PROBLEM STATEMENT =>
Reproduce the entire listing below verbatim, preserving every line as it appears.

EXTRACTED DATA =>
· · · · · · ·

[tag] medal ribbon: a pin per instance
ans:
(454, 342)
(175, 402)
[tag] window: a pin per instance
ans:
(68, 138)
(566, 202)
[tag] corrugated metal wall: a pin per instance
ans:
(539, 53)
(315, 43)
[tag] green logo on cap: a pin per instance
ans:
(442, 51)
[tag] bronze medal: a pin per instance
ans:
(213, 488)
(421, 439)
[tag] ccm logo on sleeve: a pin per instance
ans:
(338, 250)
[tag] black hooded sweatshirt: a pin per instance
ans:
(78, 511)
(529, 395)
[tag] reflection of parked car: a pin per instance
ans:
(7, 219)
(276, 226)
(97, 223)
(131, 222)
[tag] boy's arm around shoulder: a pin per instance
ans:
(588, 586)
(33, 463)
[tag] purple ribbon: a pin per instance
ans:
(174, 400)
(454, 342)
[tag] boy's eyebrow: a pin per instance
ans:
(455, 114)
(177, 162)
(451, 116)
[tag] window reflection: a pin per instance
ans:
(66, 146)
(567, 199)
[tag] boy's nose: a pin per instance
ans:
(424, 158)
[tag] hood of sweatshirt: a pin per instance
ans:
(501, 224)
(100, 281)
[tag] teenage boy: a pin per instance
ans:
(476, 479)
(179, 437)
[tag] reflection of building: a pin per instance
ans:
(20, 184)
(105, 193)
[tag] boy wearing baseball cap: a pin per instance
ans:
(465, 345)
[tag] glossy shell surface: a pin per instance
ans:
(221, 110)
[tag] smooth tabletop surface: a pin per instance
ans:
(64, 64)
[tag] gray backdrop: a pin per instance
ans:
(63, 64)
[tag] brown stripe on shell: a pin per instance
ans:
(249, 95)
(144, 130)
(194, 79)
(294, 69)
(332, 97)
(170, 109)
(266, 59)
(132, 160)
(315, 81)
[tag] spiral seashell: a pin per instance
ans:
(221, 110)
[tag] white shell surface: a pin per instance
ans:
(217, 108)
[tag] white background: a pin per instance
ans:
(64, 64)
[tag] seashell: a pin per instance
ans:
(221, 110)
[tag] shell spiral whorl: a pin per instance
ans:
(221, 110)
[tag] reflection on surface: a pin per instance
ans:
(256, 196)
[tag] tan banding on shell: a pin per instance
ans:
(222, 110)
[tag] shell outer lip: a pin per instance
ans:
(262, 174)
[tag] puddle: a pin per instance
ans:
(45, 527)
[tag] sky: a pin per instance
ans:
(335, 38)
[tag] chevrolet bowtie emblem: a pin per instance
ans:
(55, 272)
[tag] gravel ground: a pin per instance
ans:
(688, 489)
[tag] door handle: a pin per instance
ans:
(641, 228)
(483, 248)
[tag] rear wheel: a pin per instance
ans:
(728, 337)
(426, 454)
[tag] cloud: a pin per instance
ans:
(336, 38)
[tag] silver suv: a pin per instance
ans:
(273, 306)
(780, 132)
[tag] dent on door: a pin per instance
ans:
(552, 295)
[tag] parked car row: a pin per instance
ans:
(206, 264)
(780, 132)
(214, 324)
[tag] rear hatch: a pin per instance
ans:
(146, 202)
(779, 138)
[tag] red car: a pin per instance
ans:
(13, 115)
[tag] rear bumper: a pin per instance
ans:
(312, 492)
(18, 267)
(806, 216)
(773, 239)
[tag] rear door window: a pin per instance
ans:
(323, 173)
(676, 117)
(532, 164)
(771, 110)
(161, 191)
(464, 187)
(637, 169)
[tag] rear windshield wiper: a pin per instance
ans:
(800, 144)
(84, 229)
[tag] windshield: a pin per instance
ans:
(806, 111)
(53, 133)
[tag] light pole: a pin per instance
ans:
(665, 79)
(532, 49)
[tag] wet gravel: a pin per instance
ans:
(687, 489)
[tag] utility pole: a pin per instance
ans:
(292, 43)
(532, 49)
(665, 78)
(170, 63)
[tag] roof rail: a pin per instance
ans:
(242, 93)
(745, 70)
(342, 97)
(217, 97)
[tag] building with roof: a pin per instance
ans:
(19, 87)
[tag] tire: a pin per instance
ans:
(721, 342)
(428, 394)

· · · · · · ·

RESPONSE TO THIS TASK =>
[tag] medal ribbon: a pin per instance
ans:
(454, 342)
(175, 402)
[tag] window: a pin per instance
ans:
(68, 138)
(566, 202)
[tag] corrugated metal wall: a pin per instance
ans:
(539, 53)
(315, 43)
[tag] green logo on cap: a pin per instance
ans:
(442, 51)
[tag] bronze medal: a pin per instance
ans:
(213, 488)
(421, 439)
[tag] ccm logo on sleeve: a pin per instance
ans:
(338, 250)
[tag] black hooded sweatshirt: a pin per instance
ans:
(78, 511)
(529, 395)
[tag] reflection of parked car: a pin per instance
ans:
(7, 219)
(276, 226)
(97, 223)
(131, 222)
[tag] boy's arm around shoulder: a pin per instance
ans:
(588, 586)
(33, 463)
[tag] purple ribbon: a pin per instance
ans:
(174, 400)
(454, 342)
[tag] boy's eyebrow: a pin per instance
ans:
(455, 114)
(177, 162)
(451, 116)
[tag] window reflection: a pin per instance
ans:
(66, 146)
(567, 199)
[tag] boy's nose: a pin per instance
ans:
(424, 158)
[tag] hood of sweatshirt: a pin per instance
ans:
(501, 224)
(100, 281)
[tag] teenage boy: a pin per instance
ans:
(476, 479)
(179, 437)
[tag] reflection of building: a pin per instance
ans:
(20, 184)
(105, 193)
[tag] boy wearing baseball cap: a pin per instance
ans:
(465, 345)
[tag] glossy shell surface: a pin per instance
ans:
(221, 110)
[tag] smooth tabletop surface: a pin per instance
ans:
(64, 64)
[tag] gray backdrop: a pin per instance
ans:
(63, 64)
[tag] brown stripe on shell: a pin per instance
ans:
(249, 95)
(144, 130)
(194, 79)
(294, 69)
(332, 97)
(170, 109)
(266, 59)
(132, 160)
(315, 81)
[tag] spiral seashell: a pin per instance
ans:
(221, 110)
[tag] white shell surface: a pin per instance
ans:
(217, 108)
[tag] white background: a pin per instance
ans:
(64, 64)
[tag] seashell: a pin per instance
ans:
(221, 110)
[tag] shell spiral whorl: a pin per instance
ans:
(221, 110)
[tag] reflection on surface: a pin per instance
ans:
(256, 196)
[tag] tan banding on shell: a pin per instance
ans:
(222, 110)
[tag] shell outer lip: a pin per instance
ans:
(262, 174)
[tag] puddle: a pin per instance
ans:
(45, 527)
[tag] sky: a pin per instance
ans:
(335, 38)
[tag] chevrolet bowtie emblem: a pin per instance
ans:
(55, 272)
[tag] gravel ground: a pin per instance
ans:
(688, 489)
[tag] door handle: a pin per instance
ans:
(641, 228)
(483, 248)
[tag] rear wheel: a pin per instance
ans:
(728, 337)
(426, 454)
[tag] cloud: a pin per instance
ans:
(336, 38)
[tag] silver suv: a pin per instance
ans:
(273, 306)
(780, 132)
[tag] dent on door: a pin per instance
ans:
(552, 295)
[tag] parked car row: a pin per instance
ans:
(206, 264)
(780, 132)
(214, 324)
[tag] rear hatch: a pin per instance
ans:
(146, 202)
(779, 138)
[tag] red car: a pin per instance
ans:
(13, 115)
[tag] rear bumper: a pin per instance
ans:
(312, 492)
(18, 267)
(806, 216)
(773, 239)
[tag] rear door window: a pin per instance
ans:
(323, 173)
(676, 117)
(532, 164)
(771, 110)
(161, 191)
(464, 187)
(637, 169)
[tag] rear windshield wiper: a pin per instance
ans:
(800, 144)
(84, 229)
[tag] windshield: a pin per instance
ans:
(806, 111)
(53, 133)
[tag] light pole: a pin per instance
ans:
(665, 79)
(532, 49)
[tag] wet gravel: a pin per instance
ans:
(687, 489)
[tag] utility pole: a pin per instance
ans:
(292, 43)
(532, 49)
(665, 78)
(170, 63)
[tag] roof rail: a pin per instance
ans:
(242, 93)
(745, 70)
(342, 97)
(217, 97)
[tag] building with roof: a pin per instance
ans:
(19, 87)
[tag] tire: a pin per instance
ans:
(721, 342)
(428, 394)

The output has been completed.